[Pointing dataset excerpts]

===============

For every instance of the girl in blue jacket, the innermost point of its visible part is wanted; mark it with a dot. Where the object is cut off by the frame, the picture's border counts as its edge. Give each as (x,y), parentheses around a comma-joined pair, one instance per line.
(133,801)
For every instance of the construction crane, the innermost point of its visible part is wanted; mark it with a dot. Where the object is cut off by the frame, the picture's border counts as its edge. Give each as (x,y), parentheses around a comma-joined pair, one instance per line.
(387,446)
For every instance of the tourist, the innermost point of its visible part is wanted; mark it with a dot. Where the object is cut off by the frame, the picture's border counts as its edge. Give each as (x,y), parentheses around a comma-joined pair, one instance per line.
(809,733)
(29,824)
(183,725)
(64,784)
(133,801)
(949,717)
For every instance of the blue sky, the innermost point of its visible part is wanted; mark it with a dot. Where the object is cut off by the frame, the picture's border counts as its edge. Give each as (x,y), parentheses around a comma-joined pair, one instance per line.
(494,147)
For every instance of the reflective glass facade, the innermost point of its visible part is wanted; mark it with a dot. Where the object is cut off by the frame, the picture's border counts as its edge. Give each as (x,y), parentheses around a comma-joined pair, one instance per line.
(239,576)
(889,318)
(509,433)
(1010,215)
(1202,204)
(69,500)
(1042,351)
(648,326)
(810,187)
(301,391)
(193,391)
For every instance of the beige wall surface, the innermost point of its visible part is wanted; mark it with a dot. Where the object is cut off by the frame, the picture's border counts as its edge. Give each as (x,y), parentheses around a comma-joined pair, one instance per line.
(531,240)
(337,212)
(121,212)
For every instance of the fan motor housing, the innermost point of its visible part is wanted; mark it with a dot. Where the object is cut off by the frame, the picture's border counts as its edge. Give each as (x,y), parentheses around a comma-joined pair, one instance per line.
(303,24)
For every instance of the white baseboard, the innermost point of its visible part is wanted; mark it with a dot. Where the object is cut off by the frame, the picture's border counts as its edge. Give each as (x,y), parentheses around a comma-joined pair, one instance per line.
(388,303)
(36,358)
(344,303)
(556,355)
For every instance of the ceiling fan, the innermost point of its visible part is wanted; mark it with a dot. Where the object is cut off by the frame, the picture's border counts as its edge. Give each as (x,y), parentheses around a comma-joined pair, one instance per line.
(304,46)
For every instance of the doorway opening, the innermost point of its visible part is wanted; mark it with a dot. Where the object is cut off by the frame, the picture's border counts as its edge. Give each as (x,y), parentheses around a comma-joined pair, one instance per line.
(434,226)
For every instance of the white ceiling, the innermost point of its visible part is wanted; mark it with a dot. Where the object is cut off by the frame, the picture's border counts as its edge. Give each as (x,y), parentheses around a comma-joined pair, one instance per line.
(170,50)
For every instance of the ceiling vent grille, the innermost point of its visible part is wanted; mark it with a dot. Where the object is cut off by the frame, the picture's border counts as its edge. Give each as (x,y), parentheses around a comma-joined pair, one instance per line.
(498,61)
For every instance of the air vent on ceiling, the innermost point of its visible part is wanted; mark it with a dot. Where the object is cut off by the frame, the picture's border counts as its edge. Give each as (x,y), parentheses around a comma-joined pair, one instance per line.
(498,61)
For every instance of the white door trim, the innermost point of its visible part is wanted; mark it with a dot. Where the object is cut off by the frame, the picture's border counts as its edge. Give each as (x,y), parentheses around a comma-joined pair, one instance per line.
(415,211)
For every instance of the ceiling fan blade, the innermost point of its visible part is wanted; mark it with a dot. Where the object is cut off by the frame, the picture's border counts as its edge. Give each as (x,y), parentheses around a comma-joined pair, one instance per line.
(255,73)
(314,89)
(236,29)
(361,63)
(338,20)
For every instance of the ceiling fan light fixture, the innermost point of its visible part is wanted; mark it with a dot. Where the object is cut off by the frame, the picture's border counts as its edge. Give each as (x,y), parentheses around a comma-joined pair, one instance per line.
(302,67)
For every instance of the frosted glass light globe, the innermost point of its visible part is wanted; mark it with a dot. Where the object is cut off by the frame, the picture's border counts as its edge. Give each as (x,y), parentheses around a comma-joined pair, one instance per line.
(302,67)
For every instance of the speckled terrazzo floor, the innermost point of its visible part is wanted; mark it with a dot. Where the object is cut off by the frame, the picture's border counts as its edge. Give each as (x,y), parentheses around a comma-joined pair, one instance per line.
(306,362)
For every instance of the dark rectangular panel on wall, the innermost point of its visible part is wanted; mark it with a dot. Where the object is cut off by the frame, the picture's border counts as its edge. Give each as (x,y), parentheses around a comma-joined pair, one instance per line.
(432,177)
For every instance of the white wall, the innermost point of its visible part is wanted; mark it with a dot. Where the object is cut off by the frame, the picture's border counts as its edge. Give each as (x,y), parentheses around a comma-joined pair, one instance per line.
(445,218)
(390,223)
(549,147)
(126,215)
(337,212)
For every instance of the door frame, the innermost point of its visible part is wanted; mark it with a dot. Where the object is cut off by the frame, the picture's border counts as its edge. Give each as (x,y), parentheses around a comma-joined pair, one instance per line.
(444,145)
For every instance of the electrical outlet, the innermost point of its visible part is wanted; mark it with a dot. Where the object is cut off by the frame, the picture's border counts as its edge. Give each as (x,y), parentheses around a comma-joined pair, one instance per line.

===============

== DIRECTIONS FOR THIS TASK ==
Please quote every record above exactly as it appears.

== TASK RESULT ==
For every instance of the girl in blue jacket, the innermost point of its visible part is wanted; mark it with a dot. Where the object is cut off by the frame, the picture's border counts as its edge. Give each as (x,y), parentheses around a comma-joined pair, one instance per line.
(133,801)
For every instance of the construction crane, the innermost point of its visible part is wanted; mark it with a dot. Where the object is cut off by the frame, the picture's border counts as its edge. Give each as (x,y), parentheses around a comma-joined pair, one instance per line.
(387,446)
For every instance of the tourist, the innermost point of its visible part is wanted; mark it with a dot. Where the object is cut off by the frame, the picture's border counts as its edge. Give each as (x,y), parentheses around a comma-joined pair, one instance per line.
(809,733)
(29,824)
(183,725)
(64,784)
(133,801)
(949,717)
For every instance of the blue sky, the innermost point of its visible part is wanted; mark it with a dot. Where the object is cut off by the frame, the picture's border counts as its edge. Give each as (x,y), parentheses around a comma-joined pair, one instance per line.
(494,147)
For every instance of the reflective glass facade, the innermost point of its visible part is wanted; mark it with a dot. Where the object is cut off by the frame, the picture's border counts as its edge. Give each as (x,y), parentheses around a comma-joined pair, one instance per line.
(239,576)
(889,318)
(509,433)
(1010,215)
(1202,204)
(69,500)
(1042,351)
(648,326)
(810,187)
(301,391)
(193,391)
For every instance of the beige wall surface, the innermost point of its visible part is wanted; mark it with a dot. Where the object is cut off by the frame, the picture's border counts as its edge. Give each as (x,y), parentheses around a comma-joined pair, one instance per line.
(531,240)
(337,212)
(121,212)
For every instance of the fan motor housing, the innermost point of its visible part is wanted; mark it with a dot. Where the object is cut off by the frame, the picture's border counts as its edge. Give each as (x,y), parentheses around a comma-joined pair, one instance per line.
(303,24)
For every instance of the white baseboard, the innermost point of its visible part is wanted; mark it with a dot. Where the object is cut off by the frame, the picture's border counts as its edge. Give each as (x,y), parentheses around a comma-joined pair, one instance per line.
(388,303)
(36,358)
(344,303)
(556,355)
For every instance of the ceiling fan, the innermost point of its visible part is wanted; mark it with a dot. Where the object is cut off by the frame, the picture's border counts as its edge. Give each as (x,y), parentheses around a comma-joined pair, one instance per line.
(304,46)
For every instance of the doorway opening, the innermost point of its visible part is wanted; mark it with a dot. Where the object is cut off by the frame, the picture's border counts as its edge. Give each as (x,y), parentheses around a comma-joined pair, one instance per line.
(434,226)
For every instance of the white ceiling, the innermost point of its visible part is wanted; mark it with a dot. Where the object is cut off by the frame, the picture's border counts as its edge. Give each as (x,y), parentheses around a comma-joined pair, one instance per line.
(170,50)
For every instance of the ceiling vent grille, the innermost point of its visible part is wanted; mark it with a dot. Where the object is cut off by the frame, the picture's border counts as its edge. Give each as (x,y), parentheses around a comma-joined pair, one instance per line.
(498,61)
For every instance of the air vent on ceiling, the innermost point of its visible part is wanted; mark it with a dot. Where the object is cut off by the frame, the picture's border counts as its edge. Give each as (x,y), parentheses around a comma-joined pair, one instance per line.
(498,61)
For every instance of the white door trim, the innermost point of its visible part is wanted; mark it with a dot. Where the object is cut off by the frame, the picture's border counts as its edge. Give each as (x,y), parentheses around a comma-joined pair, one instance per line.
(415,211)
For every instance of the ceiling fan blade, the innermost point of its visible part is wanted; mark it with a dot. Where the object is cut off by the frame, the picture's border counts as its edge. Give each as (x,y), parentheses around a comma-joined pair, one instance per line.
(255,73)
(314,89)
(236,29)
(361,63)
(338,20)
For every instance of the ceiling fan light fixture, the innermost point of its visible part is wanted; mark it with a dot. Where the object is cut off by the frame, the picture's border counts as its edge. Give each as (x,y), parentheses around a comma-joined pair, one instance per line.
(302,67)
For every instance of the frosted glass light globe, the innermost point of its visible part is wanted; mark it with a dot. Where the object is cut off by the frame, the picture's border counts as its edge. Give each as (x,y), parentheses around a comma-joined pair, one instance per line.
(302,67)
For every instance of the speckled terrazzo floor, the innermost point of its visible part is wanted; mark it with a dot. Where the object is cut off by the frame, the picture's border counts as its edge. Give each as (x,y), parentheses around a comma-joined pair, one instance per line.
(306,362)
For every instance of the dark rectangular panel on wall, the innermost point of its visible part is wanted; mark it with a dot. Where the object is cut off by the frame, the picture's border counts as its edge. Give each as (x,y), parentheses around a comma-joined pair, one instance per line.
(432,177)
For every instance of the white wall, the innermost point of its visible part is wanted; mark it with a dot. Where the object is cut off by the frame, the picture's border counts as its edge. Give each as (x,y), parentheses around a comma-joined pair, one instance per line.
(445,218)
(390,223)
(549,147)
(126,215)
(337,212)
For every instance of the door frame, the innermost point of its visible part is wanted; mark it with a dot. Where the object is cut off by the frame, the picture's border counts as its edge. Give each as (x,y), parentheses around a comma-joined pair, one instance per line.
(444,145)
For every instance of the electrical outlet, the innermost point of its visible part is wanted; mark it with a dot. Where the object is cut off by the frame, the picture's border counts as its edge. Give each as (x,y), parentheses around a comma-joined pair, one instance per line.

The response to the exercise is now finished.